— START Dataset extract —

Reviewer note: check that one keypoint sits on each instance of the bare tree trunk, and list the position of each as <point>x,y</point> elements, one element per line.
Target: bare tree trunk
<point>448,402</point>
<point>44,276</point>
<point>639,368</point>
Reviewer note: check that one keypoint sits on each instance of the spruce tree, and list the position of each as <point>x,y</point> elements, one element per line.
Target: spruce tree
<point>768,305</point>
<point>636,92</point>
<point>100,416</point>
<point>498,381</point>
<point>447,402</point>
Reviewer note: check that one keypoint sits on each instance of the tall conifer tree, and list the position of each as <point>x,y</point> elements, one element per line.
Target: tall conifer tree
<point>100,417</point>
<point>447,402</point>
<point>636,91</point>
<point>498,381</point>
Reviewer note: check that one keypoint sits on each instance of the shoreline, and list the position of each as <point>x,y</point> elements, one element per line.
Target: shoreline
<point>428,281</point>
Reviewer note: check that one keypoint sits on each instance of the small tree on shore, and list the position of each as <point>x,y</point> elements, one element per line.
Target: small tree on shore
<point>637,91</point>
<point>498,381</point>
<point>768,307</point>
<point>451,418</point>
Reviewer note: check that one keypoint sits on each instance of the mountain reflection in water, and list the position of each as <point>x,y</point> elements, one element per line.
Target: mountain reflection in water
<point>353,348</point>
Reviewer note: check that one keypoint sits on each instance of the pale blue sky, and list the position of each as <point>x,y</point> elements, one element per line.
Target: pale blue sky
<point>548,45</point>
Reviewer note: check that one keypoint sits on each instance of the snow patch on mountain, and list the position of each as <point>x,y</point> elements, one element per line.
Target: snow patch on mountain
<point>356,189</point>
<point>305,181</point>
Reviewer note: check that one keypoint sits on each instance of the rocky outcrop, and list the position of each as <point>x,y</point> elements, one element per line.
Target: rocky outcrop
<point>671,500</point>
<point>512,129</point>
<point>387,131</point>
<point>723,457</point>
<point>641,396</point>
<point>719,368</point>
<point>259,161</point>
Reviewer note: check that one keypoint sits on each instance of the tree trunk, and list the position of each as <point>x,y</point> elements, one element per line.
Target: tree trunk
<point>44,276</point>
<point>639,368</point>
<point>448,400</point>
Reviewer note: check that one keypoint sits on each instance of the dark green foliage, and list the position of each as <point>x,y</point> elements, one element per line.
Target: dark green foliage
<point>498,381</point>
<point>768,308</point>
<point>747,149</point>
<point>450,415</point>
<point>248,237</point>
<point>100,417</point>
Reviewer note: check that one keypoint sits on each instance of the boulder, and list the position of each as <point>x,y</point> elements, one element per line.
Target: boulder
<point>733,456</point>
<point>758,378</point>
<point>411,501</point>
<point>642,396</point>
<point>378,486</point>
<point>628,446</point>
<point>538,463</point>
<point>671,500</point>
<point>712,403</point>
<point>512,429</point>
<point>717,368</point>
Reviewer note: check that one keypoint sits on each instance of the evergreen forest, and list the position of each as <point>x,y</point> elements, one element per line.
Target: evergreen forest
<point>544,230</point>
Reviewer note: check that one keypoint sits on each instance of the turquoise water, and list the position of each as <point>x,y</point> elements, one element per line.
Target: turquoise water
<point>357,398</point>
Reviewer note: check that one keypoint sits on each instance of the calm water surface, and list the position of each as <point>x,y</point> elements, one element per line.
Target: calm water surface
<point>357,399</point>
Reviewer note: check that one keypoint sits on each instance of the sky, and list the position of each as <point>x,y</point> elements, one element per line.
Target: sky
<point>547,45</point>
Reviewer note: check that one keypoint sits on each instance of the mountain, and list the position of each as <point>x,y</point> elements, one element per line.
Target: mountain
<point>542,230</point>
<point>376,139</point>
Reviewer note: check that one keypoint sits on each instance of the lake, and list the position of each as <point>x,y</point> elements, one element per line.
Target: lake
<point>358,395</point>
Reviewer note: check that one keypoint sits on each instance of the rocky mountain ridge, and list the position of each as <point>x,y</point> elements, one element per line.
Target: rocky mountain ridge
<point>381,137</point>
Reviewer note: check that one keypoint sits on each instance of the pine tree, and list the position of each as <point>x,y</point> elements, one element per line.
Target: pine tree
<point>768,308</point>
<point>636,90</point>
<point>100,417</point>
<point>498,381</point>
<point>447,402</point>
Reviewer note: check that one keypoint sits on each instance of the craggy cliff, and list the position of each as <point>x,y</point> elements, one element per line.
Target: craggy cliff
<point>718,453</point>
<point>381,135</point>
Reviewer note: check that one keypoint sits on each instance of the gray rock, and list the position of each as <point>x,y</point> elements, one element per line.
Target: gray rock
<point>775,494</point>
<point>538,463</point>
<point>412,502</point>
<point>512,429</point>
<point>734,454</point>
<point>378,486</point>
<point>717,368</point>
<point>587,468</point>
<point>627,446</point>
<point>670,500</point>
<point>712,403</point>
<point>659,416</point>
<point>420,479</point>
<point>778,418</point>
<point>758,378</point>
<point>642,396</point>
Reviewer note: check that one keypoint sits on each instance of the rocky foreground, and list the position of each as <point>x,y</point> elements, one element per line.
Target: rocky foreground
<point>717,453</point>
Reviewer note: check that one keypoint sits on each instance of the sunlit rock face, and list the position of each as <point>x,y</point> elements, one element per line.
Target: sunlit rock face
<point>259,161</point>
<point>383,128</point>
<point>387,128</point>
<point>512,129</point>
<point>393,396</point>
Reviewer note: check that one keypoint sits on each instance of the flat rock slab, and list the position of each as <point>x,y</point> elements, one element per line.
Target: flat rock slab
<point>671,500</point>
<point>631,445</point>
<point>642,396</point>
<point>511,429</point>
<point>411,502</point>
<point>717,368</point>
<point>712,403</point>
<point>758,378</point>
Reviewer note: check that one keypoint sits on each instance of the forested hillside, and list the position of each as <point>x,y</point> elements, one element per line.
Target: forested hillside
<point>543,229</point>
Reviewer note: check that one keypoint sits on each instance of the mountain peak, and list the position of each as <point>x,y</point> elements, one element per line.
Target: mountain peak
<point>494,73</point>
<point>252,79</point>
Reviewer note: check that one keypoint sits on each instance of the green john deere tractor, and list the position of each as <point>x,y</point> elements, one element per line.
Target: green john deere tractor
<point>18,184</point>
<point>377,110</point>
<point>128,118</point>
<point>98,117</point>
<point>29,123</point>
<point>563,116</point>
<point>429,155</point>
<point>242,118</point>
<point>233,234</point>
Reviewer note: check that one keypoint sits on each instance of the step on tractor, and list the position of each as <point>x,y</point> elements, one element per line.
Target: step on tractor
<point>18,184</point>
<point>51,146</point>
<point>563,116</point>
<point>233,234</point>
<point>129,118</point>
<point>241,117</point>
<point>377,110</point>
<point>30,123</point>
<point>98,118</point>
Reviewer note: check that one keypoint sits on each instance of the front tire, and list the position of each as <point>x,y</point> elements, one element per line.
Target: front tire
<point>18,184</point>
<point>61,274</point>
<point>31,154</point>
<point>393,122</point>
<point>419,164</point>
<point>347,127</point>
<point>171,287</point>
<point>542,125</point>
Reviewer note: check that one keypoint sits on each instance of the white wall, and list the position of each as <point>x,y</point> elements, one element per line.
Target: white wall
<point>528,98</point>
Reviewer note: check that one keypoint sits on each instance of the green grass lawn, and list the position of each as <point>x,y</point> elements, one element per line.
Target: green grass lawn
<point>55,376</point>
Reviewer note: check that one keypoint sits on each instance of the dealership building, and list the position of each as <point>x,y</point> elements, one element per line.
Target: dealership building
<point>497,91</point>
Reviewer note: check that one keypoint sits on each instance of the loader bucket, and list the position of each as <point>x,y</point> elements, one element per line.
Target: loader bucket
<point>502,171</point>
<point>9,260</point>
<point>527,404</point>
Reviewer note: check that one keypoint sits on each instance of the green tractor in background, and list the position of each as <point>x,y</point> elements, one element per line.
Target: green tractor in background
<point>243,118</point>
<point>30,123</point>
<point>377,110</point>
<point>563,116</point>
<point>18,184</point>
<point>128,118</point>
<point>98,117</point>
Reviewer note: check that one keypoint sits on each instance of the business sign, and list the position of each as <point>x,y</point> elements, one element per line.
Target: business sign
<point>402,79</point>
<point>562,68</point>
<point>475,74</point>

— END Dataset extract —

### Requirements
Write out again, word for word, the rows above from the line containing "of the front" through the line containing "<point>55,376</point>".

### Output of the exercise
Reviewer note: check that one keypoint sits on each instance of the front tire, and list the position of each as <point>x,y</point> elements, one element per line.
Target: front tire
<point>18,184</point>
<point>61,274</point>
<point>31,154</point>
<point>393,122</point>
<point>419,164</point>
<point>347,127</point>
<point>171,287</point>
<point>542,125</point>
Reviewer note: check that one keypoint sits on each instance of the white wall, and list the position of each as <point>x,y</point> elements, one element per line.
Target: white wall
<point>528,98</point>
Reviewer note: check that one keypoint sits on each instance of the green grass lawn, and list the position of each as <point>x,y</point> elements, one element per line.
Target: green grass lawn
<point>55,376</point>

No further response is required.